Texto del documento -

Un día Gloria y yo fuimos a almorzar donde unos amigos muy cercanos. La hija de ellos llegó a la mesa diciendo que se acababa de separar. Tras escucharla, empecé a llorar, parece que me dio un conflicto brutal porque en ese momento entendía el divorcio como un pecado. En todo caso, me sentí muy mal y bajé corriendo al parque a darle vueltas, Gloria bajó también y le dimos muchas vueltas a ese parque, juntos. Paré de caminar, levanté la mirada y justo ahí el sol dio un destello rarísimo, de pronto los pájaros empezaron a cantar y a revolotear, y el viento pasaba y soplaba muy suave. ¡Uy! Eso fue bellísimo y muy raro. Era como si el sol se apagara y se prendiera en ese instante. Fue un éxtasis brutal. En ese momento llegó otra vez la paz a mí. Es muy rara la sensibilidad que estas condiciones despiertan en uno.

Datos proporcionados -
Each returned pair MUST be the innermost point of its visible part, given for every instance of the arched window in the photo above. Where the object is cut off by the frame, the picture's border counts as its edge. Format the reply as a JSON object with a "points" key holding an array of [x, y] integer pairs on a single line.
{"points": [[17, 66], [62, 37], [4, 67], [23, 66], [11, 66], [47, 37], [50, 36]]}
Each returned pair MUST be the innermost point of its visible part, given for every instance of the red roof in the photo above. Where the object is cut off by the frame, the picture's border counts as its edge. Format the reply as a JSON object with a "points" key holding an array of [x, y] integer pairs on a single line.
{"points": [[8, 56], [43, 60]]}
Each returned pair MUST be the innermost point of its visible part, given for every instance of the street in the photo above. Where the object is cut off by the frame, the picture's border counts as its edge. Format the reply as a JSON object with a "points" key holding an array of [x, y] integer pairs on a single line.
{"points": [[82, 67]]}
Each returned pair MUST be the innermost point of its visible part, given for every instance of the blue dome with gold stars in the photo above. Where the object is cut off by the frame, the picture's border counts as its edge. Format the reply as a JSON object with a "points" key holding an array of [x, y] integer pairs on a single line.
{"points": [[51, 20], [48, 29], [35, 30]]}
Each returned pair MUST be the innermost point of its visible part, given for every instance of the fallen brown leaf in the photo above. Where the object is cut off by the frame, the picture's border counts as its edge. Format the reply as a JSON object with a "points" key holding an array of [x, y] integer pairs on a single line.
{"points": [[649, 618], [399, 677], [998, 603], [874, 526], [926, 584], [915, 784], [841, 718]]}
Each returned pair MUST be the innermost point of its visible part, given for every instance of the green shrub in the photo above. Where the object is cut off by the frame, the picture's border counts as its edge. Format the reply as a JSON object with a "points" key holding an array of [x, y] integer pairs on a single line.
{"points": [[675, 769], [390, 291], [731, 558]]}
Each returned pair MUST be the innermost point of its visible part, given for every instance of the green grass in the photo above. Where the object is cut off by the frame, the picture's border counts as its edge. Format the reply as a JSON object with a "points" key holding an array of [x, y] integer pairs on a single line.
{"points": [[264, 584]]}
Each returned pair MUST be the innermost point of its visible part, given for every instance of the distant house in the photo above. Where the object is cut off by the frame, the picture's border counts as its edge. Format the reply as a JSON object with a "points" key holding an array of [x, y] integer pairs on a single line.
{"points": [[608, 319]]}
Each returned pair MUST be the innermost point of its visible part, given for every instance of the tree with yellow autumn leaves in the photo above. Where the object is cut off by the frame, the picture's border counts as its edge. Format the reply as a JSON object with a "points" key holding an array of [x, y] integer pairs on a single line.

Acciones requeridas -
1. Resume en dos oraciones el relato sobre el almuerzo y el parque.
2. Prolonga el relato sobre el almuerzo y el parque a partir de su última oración.

Respuestas por ítem -
1. Durante un almuerzo con Gloria en casa de unos amigos muy cercanos, la hija de estos contó que se acababa de separar, y quien narra se echó a llorar, ya que entonces entendía el divorcio como un pecado, y bajó corriendo al parque, donde dio muchas vueltas junto a Gloria. Al detenerse y levantar la mirada, percibió un destello rarísimo del sol, el canto y revoloteo de los pájaros y un viento muy suave, y en ese éxtasis volvió a sentir paz.

2.
Gloria y yo tuvimos un tiempo en el que rezábamos el rosario todo el día, visitamos monjas, sacerdotes, brujas, exorcistas, curanderos y mormones; estuve internado en clínicas psiquiátricas aproximadamente cinco veces. Para ese momento, Carolina ya se había ido de la casa, Ana María estaba en la universidad y Juan Sebastián tenía unos 10 años. Ninguno me fue a visitar en mis largas estadías en esos centros. Comencé a distanciarme de mis hijos por las mismas complicaciones de esa situación que todavía no entendíamos.

A raíz de estos trastornos y de que dejé de trabajar ya no tuve cómo pagarle la universidad a Ana María. Entonces a ella le tocó trabajar en Andrés Carne de Res. Recuerdo, más o menos, que llegaba a la 1:00 a.m. y a las 5:00 a.m. ya se estaba organizando para salir a estudiar. Me acuerdo de que eventualmente la llevé a trabajar, pero a mí eso me partía el alma. Es muy duro no poder cumplir con las obligaciones de uno. Y mi relación con Juan Sebastián esos años no la tengo presente. No conservo tantos recuerdos.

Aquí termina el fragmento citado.